▶ Problem requirements
In the screening program text below, please name the blues singer featured in Nobody Knows Me Like the Blues.

▶ Text provided
begin

VIVO Media Arts and Video Out are pleased to invite you to join us for Kinship, a selection of video work drawn from a call for submissions that was circulated in the fall. The call, Needs To Be Seen, invited video producers to submit works regardless of the production date, an invite for media artists to look back, to think which one of their works needs to be seen in the light of the current moment. Internationally, nationally and locally we received many excellent submissions from which we have drawn together the following screening program.

 

Sqilxw Woman: Emerging from the Water (2020)
Mariel Belanger 
3:46

This video was created as part of the MITACS project EarthDiver: Digital Landbased Worlding, with PI Dolleen Tisawii'ashii Manning (Queens), Co-I Mary Bunch (York) and Native Women in the Arts (community partner) featuring the voice and talents of Hodari Newtown as sound designer/composer. In a multiverse version of reality, Mariel floats on the stars and tells a captikwl - animal story of The Earth Diver while practicing stand up paddling in a Salishan Sturgeon Nose Canoe made by Dr Shawn Brigman on the Columbia River when an actual earth diver, a beaver smacks his tail on the water surface before deep diving again. 

 

Marsh Dreamer: Fox revives the Transformer in the Dream Marsh Pluralverse (2021)
A Second Life Sqilxw Woman digital performance by Mariel Belanger
4:35

Marshlands provide key housing materials and harvest location for the creation of tule mat tipis in Syilx territory. The advent of ‘private property’ and ‘bird sanctuary’ reduced our capacity to maintain these survival practices, reducing our knowledge of the water filtration systems we helped manage. When I talk about harvesting reeds in a digital marsh, it makes me want to be with the reeds physically. In captikwl – animal stories, Fox revives the transformer to ensure the stories get distributed as they should. Often it feels like Fox finds me in an emotional pile, jumps over me three times, and lately pulls me out of this landless, futureless capitalism into sqilxwcentric reality, literally and digitally. In the pluralverse, I theorize through digital gesture and defy gravity and colonization in the Second Life mainframe. I use this performative process of visual storytelling in Second Life to take back the narrative within the digital landscape.  How powerful are thoughts when we play them out digitally? As a mixed syilx person, I understand what it feels like to be walking the edge of futures lost, through colonial erasure. Capitalism is creating a gap in knowledge separating people from land in their heads, “these People-To-Be won’t know anything and might even turn into people eaters so we must always infiltrate their dreams and put visions in their heads to find the gifts the ancestors left for us to find”. (Belanger, 2021) 

  

Nobody Knows Me Like the Blues (2002)
Terreane Derrick  
6:13

Nobody Knows Me Like the Blues offers an intimate window into the world of Linda-Sue Wilson, a blues singer from the Okanagan Nation. A journey to discover what it means to sing the Blues. Discovering the self, channeling the pain, evolving and becoming are the ideas that this work is focused on. 

 

Your Future is Filled (2021)
Andy Zuliani
11:11

Your Future is Filled is an ongoing project exploring the healing potential and corporate baggage of self-help and new age culture. It operates under the guise of a tailored motivational service and ambient music series, whose products promise to increase productivity, eliminate stress, and ready individuals for the contemporary workplace. This video includes an introduction to the program, three motivational sessions — whose “positive affirmations” were created by feeding hundreds of business-oriented motivational statements into a predictive text generator — and ends in a stirring musical finale.

end

A block of data
begin

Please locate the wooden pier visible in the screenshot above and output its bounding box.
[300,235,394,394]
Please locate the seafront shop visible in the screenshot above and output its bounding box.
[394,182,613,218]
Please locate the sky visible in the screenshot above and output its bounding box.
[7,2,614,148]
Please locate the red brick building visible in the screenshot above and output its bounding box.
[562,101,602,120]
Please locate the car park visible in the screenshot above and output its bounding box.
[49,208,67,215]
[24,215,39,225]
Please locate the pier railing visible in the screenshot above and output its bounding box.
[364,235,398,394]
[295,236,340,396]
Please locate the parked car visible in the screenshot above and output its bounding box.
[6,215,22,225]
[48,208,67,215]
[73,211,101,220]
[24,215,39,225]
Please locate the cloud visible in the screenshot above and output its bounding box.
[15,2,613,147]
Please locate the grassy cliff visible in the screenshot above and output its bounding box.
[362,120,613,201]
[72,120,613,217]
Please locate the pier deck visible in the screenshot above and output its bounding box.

end

▶ Final result
Linda-Sue Wilson, a blues singer from the Okanagan Nation.